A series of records

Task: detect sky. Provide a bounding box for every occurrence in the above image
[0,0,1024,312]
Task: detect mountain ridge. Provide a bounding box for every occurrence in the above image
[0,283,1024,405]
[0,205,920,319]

### Exercise task
Rewrite the data with "bounding box" changed to "rectangle" everywhere, leaving every other line and word as it is.

### Solution for this problem
Task: detect sky. Provide a rectangle for every occurrence in the above image
[0,0,1024,312]
Task: detect mountain ridge. Provide a rectangle for every occurrence in the above image
[0,283,1024,405]
[0,205,920,319]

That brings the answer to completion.